**Data rows:**
---*---

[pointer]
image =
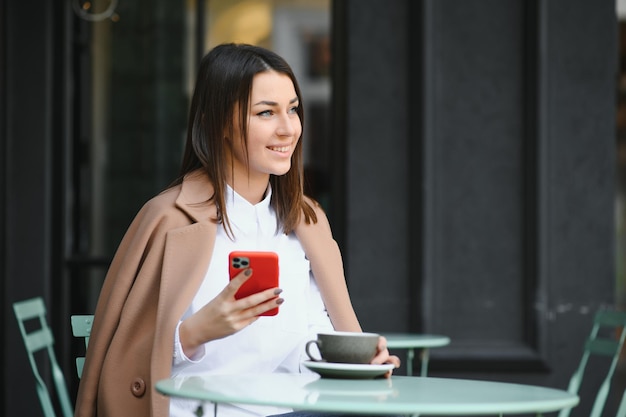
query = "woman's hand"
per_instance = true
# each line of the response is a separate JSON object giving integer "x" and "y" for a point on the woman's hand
{"x": 383, "y": 356}
{"x": 225, "y": 315}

---*---

**What the exercise asks:** Reproduce the entries above with every "woman's hand" swapped for "person's hand" and everything else left as is, omitting the pictures.

**Solution to this task:**
[pointer]
image =
query = "person's hand"
per_instance = true
# each line of the response is a separate JSON object giving integer "x" and "y" for a point on the person's hand
{"x": 383, "y": 356}
{"x": 225, "y": 315}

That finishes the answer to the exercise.